_Materials provided_

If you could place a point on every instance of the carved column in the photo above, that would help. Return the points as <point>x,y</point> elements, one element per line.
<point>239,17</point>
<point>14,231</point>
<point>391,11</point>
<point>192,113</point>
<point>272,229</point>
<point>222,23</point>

_To do_
Your task is to retype the whole listing, keeping every word exactly as it is.

_Result of the exercise_
If you could place a point on every instance of the carved column in the photo above, that would help. Return the points as <point>x,y</point> elements, one element per line.
<point>239,17</point>
<point>14,231</point>
<point>391,11</point>
<point>192,113</point>
<point>272,229</point>
<point>222,23</point>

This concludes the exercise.